▼

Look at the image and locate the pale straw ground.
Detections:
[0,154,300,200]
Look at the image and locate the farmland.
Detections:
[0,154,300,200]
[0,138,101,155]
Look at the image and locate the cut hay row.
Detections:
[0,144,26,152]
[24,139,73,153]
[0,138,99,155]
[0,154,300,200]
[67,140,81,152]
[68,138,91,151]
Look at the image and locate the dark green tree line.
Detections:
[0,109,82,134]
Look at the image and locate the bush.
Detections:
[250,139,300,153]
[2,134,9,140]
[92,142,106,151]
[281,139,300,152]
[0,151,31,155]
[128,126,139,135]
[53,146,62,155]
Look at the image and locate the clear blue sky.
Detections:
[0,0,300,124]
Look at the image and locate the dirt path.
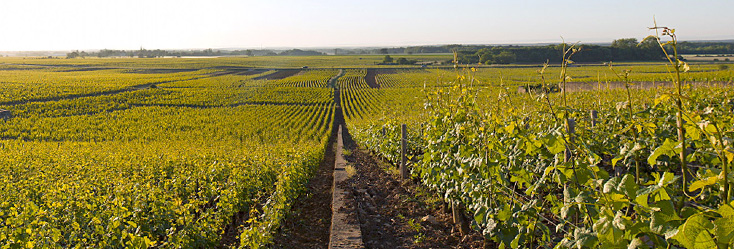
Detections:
[345,143,491,248]
[364,69,380,88]
[272,70,346,248]
[253,70,301,80]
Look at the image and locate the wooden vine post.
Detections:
[564,118,576,162]
[591,110,598,127]
[400,124,408,180]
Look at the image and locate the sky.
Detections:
[0,0,734,51]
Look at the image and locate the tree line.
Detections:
[66,48,326,59]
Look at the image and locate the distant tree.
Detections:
[494,51,517,64]
[612,38,637,48]
[66,50,79,59]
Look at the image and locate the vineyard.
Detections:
[0,62,337,248]
[345,45,734,248]
[0,45,734,248]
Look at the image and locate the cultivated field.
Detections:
[0,55,734,248]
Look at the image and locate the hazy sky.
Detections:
[0,0,734,51]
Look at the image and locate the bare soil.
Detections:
[255,70,301,80]
[272,133,336,248]
[345,137,491,248]
[364,69,380,88]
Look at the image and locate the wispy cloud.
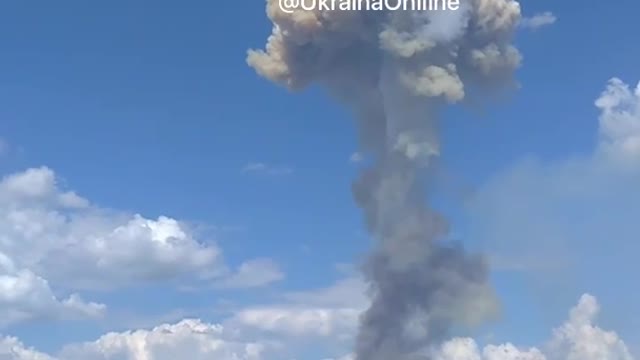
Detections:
[349,152,364,164]
[520,11,558,30]
[242,162,293,176]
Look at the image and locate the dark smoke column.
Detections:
[247,0,521,360]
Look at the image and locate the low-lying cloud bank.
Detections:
[0,295,634,360]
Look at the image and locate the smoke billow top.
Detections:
[247,0,521,360]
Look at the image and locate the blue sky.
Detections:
[0,0,640,360]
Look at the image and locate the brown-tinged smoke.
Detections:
[247,0,521,360]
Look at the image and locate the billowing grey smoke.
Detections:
[247,0,521,360]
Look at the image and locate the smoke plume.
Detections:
[247,0,521,360]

▲

▶ [REQUIREMENTS]: Shift each bounding-box coordinate by -147 and rewrite the stretch of the listing from the line containing "Look at the image and locate the dark green" through the line containing "[0,0,300,124]". Copy every line in that stretch, changing only those coordinates.

▶ [TASK OUTPUT]:
Look at the image and locate the dark green tree line.
Detections:
[-147,-38,-65,-13]
Look at the image and locate the bush.
Detections:
[103,-8,153,6]
[-145,-13,-138,-7]
[-55,-5,-41,4]
[134,-8,153,5]
[-147,4,-116,8]
[-19,-21,-8,-12]
[-94,-1,-85,8]
Look at the image and locate the clear blue sky.
Detections:
[-147,-147,153,-23]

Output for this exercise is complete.